• WHAT THE TASK REQUIRES
Pick out each line of the data below that contains the string "Target" and copy those lines in full.

# START OF THE INPUT

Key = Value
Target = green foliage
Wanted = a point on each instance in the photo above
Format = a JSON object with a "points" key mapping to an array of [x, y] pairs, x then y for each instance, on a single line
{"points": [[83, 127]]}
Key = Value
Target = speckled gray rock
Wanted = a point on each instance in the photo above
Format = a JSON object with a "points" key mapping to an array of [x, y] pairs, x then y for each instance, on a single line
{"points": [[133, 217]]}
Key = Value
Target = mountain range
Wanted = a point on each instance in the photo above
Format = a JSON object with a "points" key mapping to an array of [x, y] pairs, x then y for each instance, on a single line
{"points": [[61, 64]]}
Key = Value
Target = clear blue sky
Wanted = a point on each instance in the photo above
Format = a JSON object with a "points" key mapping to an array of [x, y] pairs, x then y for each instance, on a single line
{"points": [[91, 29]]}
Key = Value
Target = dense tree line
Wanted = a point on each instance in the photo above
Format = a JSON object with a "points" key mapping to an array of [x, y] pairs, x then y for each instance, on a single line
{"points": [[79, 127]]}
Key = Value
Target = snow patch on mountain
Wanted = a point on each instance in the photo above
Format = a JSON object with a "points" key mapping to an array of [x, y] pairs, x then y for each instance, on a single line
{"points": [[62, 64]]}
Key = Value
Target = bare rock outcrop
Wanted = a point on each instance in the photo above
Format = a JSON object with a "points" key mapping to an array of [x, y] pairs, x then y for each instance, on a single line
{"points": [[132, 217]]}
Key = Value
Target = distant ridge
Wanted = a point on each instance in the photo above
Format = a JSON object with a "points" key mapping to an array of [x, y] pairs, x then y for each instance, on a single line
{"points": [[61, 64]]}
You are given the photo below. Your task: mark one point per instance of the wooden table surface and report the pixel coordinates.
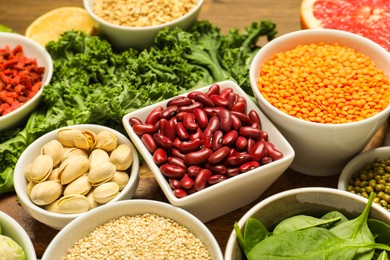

# END OF THE INPUT

• COMPLETE OUTPUT
Target = green foliage
Target = speckled gray rock
Target = mountain range
Target = clear blue sky
Target = dense tree line
Target = snow patch on mountain
Target = bare rock outcrop
Target = distant ridge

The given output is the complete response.